++++ TEXT SECTION ++++

Brrrrr,
So where the heck did Summer go?!? All year it was cold, cold, cold, 2 days of sun & heat, then BLAM!! Fall's here... I gues welcome to Michigan eh? :)
Anways, I can't complain too much since usually the colder it gets, the more likely I am to study, read, learn. A blessing in disguise indeed since I had the chance to pull out a book I haven't touched in a while. A book titled "The Next Millionaires" - by Paul Sane Pilzer. This book is very pregnant with concepts and statistics. The main premis of the book Pilzer is underlining are the trends of commerce our econemy is climbing. He is predicting the increase of more and more millionaires and of less and less billionaires emerge. Pilzer is also predicting that between 2006 & 2016, there will be a wave of 10 million NEW millionaires!
Out of this book, there was a section on Unemployment that gave me a very interesting perspective. I wanted to copy this section of the book so you can read it too. I hope this perspective will ignite a great conversation with you.
"Unemployment is the first and only true sign of economic growth." Paul Pilzer
The Truth About Amployment (pg 39 - 41)
Today we hear quite a bit about unemployment. While the media focuses its attention on human-interest stories of people displaced from jobs, politicians vie to top each other's promises as to how much more unemployment their policies will eliminate than their competitor's will. But what their promises would really mean ( if they could fulfill them) would be to turn back the clock and reverse the natural progression of events.
What they are missing is the connection that only unempolyment - the kind that results from a change to a newer technology - can create new jobs and grow the size of the economic pie for everyone.
Imagine a self-sufficient desert island community with only ten families, all of whom subsist on fish. Every day, all 10 men go out in their communal boat with their fishing poles, while the ten women stay home to take care of the huts and the children.
Now along comes a missionary who shows the men a new and better technology for fishing: a large net. Using the single net instead of the ten individual poles and lines, now it takes only two fisherman to catch the same number of fish: one to pilot the boat and one to throw the net. The same number of fish, or even more. Amazing!

++++

## WHAT YOU NEED TO DO:
#1 Can you return the section of the blog post starting at "What they are" and ending at "and the children.", copied word for word?
#2 Could you switch "query" to "prompt" throughout the records and give all of them back with nothing else altered?
The blog post and the records are separate, unrelated material.

++++ RECORD SET ++++

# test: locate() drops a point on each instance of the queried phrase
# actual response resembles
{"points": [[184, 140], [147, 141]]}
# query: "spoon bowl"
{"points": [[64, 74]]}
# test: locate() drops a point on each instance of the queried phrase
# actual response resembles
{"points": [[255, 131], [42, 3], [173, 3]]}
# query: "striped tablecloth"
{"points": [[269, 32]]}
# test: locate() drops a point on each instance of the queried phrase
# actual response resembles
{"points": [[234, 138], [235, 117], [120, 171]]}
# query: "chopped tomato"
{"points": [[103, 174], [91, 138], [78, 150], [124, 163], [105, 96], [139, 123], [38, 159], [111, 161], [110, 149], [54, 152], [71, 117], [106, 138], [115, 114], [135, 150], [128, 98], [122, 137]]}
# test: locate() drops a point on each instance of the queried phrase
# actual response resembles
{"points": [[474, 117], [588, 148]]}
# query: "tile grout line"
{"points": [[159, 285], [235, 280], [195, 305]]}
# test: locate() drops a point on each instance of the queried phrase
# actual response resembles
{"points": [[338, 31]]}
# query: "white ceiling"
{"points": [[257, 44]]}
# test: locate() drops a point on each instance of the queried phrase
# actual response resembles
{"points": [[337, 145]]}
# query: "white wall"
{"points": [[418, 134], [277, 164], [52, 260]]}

++++

## RESULTS BY TASK:
#1
What they are missing is the connection that only unempolyment - the kind that results from a change to a newer technology - can create new jobs and grow the size of the economic pie for everyone.
Imagine a self-sufficient desert island community with only ten families, all of whom subsist on fish. Every day, all 10 men go out in their communal boat with their fishing poles, while the ten women stay home to take care of the huts and the children.

#2
# test: locate() drops a point on each instance of the queried phrase
# actual response resembles
{"points": [[184, 140], [147, 141]]}
# prompt: "spoon bowl"
{"points": [[64, 74]]}
# test: locate() drops a point on each instance of the queried phrase
# actual response resembles
{"points": [[255, 131], [42, 3], [173, 3]]}
# prompt: "striped tablecloth"
{"points": [[269, 32]]}
# test: locate() drops a point on each instance of the queried phrase
# actual response resembles
{"points": [[234, 138], [235, 117], [120, 171]]}
# prompt: "chopped tomato"
{"points": [[103, 174], [91, 138], [78, 150], [124, 163], [105, 96], [139, 123], [38, 159], [111, 161], [110, 149], [54, 152], [71, 117], [106, 138], [115, 114], [135, 150], [128, 98], [122, 137]]}
# test: locate() drops a point on each instance of the queried phrase
# actual response resembles
{"points": [[474, 117], [588, 148]]}
# prompt: "tile grout line"
{"points": [[159, 285], [235, 280], [195, 305]]}
# test: locate() drops a point on each instance of the queried phrase
# actual response resembles
{"points": [[338, 31]]}
# prompt: "white ceiling"
{"points": [[257, 44]]}
# test: locate() drops a point on each instance of the queried phrase
# actual response resembles
{"points": [[337, 145]]}
# prompt: "white wall"
{"points": [[418, 134], [277, 164], [52, 260]]}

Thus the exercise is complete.